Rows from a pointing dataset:
=-=-=

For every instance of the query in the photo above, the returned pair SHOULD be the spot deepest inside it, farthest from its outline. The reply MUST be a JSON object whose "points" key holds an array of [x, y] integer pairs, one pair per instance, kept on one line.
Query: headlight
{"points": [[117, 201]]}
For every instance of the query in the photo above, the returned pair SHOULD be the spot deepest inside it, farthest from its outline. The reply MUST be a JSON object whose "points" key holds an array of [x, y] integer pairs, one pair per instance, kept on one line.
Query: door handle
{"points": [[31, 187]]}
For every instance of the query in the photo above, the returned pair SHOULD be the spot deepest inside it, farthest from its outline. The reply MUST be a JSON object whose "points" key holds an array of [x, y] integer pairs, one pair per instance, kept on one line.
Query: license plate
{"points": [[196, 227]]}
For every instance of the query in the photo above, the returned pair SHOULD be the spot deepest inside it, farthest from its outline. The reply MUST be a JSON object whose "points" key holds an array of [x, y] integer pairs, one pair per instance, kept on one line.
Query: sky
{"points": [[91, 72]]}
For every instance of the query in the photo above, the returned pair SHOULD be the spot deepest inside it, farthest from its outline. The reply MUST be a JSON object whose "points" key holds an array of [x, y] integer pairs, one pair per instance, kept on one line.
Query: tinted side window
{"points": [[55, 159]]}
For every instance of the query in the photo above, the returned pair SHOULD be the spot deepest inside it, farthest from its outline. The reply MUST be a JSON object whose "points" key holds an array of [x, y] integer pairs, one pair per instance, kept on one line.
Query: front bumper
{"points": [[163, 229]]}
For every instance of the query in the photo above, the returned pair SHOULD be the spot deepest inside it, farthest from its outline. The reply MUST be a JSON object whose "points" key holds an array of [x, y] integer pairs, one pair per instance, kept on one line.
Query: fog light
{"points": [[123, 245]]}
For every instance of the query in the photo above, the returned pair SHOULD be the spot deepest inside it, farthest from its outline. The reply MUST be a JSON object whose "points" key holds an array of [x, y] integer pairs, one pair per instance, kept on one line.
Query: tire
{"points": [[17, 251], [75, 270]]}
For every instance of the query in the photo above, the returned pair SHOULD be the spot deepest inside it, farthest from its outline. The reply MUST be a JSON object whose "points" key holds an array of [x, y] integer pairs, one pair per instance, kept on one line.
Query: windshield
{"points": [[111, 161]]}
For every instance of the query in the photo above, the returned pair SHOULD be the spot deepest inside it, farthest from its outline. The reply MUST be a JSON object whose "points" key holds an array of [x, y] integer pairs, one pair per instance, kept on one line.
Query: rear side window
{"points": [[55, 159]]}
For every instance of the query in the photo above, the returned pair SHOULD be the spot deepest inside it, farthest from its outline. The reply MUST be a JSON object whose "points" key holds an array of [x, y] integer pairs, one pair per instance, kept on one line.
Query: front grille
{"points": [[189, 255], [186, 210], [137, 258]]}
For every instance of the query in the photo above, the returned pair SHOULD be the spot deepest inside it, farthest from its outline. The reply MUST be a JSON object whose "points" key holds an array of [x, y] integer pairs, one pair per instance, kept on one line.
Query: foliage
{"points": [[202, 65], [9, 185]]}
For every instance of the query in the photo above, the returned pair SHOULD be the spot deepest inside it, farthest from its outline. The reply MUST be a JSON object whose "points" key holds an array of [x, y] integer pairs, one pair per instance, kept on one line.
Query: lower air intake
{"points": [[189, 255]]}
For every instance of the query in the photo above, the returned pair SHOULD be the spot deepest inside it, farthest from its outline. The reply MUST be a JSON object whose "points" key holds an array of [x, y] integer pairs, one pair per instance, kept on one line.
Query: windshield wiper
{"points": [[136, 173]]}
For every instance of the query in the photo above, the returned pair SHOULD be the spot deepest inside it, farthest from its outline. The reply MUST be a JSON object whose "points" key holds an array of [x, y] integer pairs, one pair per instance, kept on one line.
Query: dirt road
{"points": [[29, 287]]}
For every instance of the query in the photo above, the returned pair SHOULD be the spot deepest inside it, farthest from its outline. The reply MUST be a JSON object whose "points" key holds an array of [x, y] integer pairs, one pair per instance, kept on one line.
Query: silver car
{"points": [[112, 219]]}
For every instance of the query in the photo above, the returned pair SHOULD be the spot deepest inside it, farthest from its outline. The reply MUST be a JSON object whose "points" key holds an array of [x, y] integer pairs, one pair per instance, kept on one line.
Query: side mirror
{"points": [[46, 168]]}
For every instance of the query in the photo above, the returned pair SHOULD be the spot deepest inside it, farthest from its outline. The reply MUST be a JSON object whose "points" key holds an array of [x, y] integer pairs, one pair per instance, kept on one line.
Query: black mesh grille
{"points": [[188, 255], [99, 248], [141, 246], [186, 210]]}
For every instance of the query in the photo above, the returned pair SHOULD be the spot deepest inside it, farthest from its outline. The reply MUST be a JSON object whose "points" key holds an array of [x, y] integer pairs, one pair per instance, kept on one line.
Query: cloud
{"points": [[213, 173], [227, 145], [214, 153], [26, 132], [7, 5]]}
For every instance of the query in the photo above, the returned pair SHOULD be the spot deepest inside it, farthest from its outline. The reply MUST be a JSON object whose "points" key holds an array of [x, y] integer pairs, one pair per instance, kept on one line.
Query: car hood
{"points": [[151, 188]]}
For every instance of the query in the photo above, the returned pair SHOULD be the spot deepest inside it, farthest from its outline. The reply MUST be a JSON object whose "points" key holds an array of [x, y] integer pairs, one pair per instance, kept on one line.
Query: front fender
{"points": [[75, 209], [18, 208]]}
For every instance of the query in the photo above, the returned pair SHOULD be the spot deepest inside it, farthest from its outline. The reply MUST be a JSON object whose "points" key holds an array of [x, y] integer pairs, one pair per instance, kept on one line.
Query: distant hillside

=-=-=

**EXERCISE PROMPT**
Write the material out exactly, with nothing left out.

**SOLVED EXERCISE**
For every instance of the query in the photo above, the returned pair SHOULD be the spot deepest inside it, farthest from its outline. The reply MUST be a JSON object whose "points" key holds an array of [x, y] integer pairs, one pair per instance, kept on one line.
Query: headlight
{"points": [[117, 201]]}
For every instance of the query in the photo above, the returned pair SHOULD be the spot deepest inside it, farthest from its outline. The reply MUST be a JSON object whose "points" key holds an array of [x, y] integer pairs, one pair per instance, kept on one line.
Query: door handle
{"points": [[31, 187]]}
For every instance of the query in the photo above, the returned pair SHOULD be the spot deepest inside it, farthest from its outline. The reply MUST be a JSON object whose "points" key holds an array of [x, y] integer pairs, one pair per instance, kept on one line.
Query: license plate
{"points": [[196, 227]]}
For every instance of the query in the photo above, the returned pair SHOULD be the spot deepest inside it, farthest from its outline. The reply MUST be a JSON object whose "points" key holds an array of [x, y] integer pairs, one pair per instance, kept on one line.
Query: sky
{"points": [[91, 72]]}
For every instance of the query in the photo above, the returned pair SHOULD be the spot deepest inside it, farthest from its outline. The reply MUST be a JSON object whose "points" key holds an array of [x, y] integer pairs, one pair per instance, kept on one line.
Query: tinted side window
{"points": [[55, 159]]}
For every instance of the query in the photo above, the returned pair SHOULD be the spot deepest inside it, farthest from its outline. The reply MUST be a JSON object whose "points" key holds an array of [x, y] integer pairs, one pair per instance, kept on one line.
Query: front bumper
{"points": [[163, 229]]}
For every instance of the query in the photo above, the returned pair SHOULD be the spot deepest inside it, farthest from its outline. The reply MUST be a JSON object whose "points" key holds an array of [x, y] integer pairs, one pair per instance, kept on one line.
Query: fog light
{"points": [[123, 245]]}
For every instance of the query in the photo above, the returned pair SHOULD be the spot deepest inside it, farthest from its outline. The reply MUST be a JSON object whose "points" key holds an array of [x, y] integer pairs, one pair per instance, kept on one line.
Query: tire
{"points": [[17, 251], [75, 270]]}
For every instance of the query in the photo above, the returned pair SHOULD be the spot deepest inside it, farthest from its outline. The reply MUST be a JSON object whose "points" key holds an array of [x, y] integer pairs, one pair per instance, kept on one line.
Query: windshield
{"points": [[111, 161]]}
For every instance of the query in the photo above, the returned pair SHOULD be the spot deepest inside it, farthest from its outline. The reply MUST be a JSON object whose "points" key holds an array of [x, y] integer pairs, one pair per instance, kept on one line.
Query: rear side window
{"points": [[55, 159]]}
For every instance of the query in the photo above, the returned pair SHOULD be the spot deepest inside it, farthest from its outline. The reply MUST be a JSON object whose "points" key holds an array of [x, y] integer pairs, one pair per instance, kept on one line.
Query: front grille
{"points": [[189, 255], [186, 210], [137, 258]]}
For every instance of the query in the photo above, the returned pair SHOULD be the spot deepest inside it, farthest from its outline. The reply MUST be a JSON object whose "points" key holds an array of [x, y] integer pairs, one pair per instance, kept on one line.
Query: foliage
{"points": [[202, 65], [9, 185]]}
For every instance of the query in the photo above, the returned pair SHOULD be the spot deepest inside it, farthest from its outline. The reply MUST be a JSON object whose "points" key holds an array of [x, y] integer pairs, one pair per instance, kept on one line.
Query: lower air intake
{"points": [[189, 255]]}
For every instance of the query in the photo above, the returned pair SHOULD be the spot deepest inside it, farthest from its outline. The reply MUST be a JSON object whose "points" key holds an array of [x, y] integer pairs, one pair per instance, kept on one line.
Query: windshield wiper
{"points": [[136, 173]]}
For every instance of the query in the photo above, the returned pair SHOULD be the spot deepest inside it, farthest from its outline. The reply MUST be a JSON object whose "points" key holds an array of [x, y] integer pairs, one pair per instance, kept on one line.
Query: dirt road
{"points": [[29, 287]]}
For every instance of the query in the photo above, the returned pair SHOULD be the spot deepest inside it, farthest from its outline. The reply MUST be a JSON object whose "points" key holds an array of [x, y] integer pairs, one pair per instance, kept on one line.
Query: silver car
{"points": [[112, 219]]}
For every instance of the query in the photo above, the returned pair SHOULD be the spot deepest inside it, farthest from its outline. The reply MUST be a JSON object whose "points" key holds an array of [x, y] integer pairs, one pair per instance, kept on one line.
Query: side mirror
{"points": [[46, 168]]}
For every instance of the query in the photo above, the returned pair SHOULD be the spot deepest inside it, farthest from its outline. The reply MUST be a JSON object whose "points" key holds an array of [x, y] integer pairs, one pair per instance, kept on one line.
Query: black mesh grille
{"points": [[188, 255], [99, 248], [141, 246], [186, 210]]}
For every instance of the query in the photo above, the returned pair SHOULD be the spot deepest inside it, farthest from its outline. The reply MUST be a JSON object whose "points" key holds an array of [x, y] integer pairs, one pair per instance, kept on one line.
Query: cloud
{"points": [[213, 173], [227, 145], [214, 153], [26, 132], [7, 5]]}
For every instance of the query in the photo above, the returned pair SHOULD be the spot deepest inside it, farthest from its outline. The reply MUST be a JSON object whose "points" key holds an array of [x, y] integer pairs, one pair per instance, kept on one line.
Query: car hood
{"points": [[151, 188]]}
For every instance of the query in the photo above, the returned pair SHOULD be the spot deepest inside it, farthest from its outline. The reply MUST be a JSON object whose "points" key holds an array of [x, y] integer pairs, one pair per instance, kept on one line.
Query: front fender
{"points": [[75, 209], [18, 208]]}
For every instance of the query in the photo above, the returned pair SHOULD be the spot deepest inside it, farthest from its outline. The reply MUST be a JSON object whose "points" key holds an array of [x, y] integer pairs, one pair per instance, kept on one line.
Query: distant hillside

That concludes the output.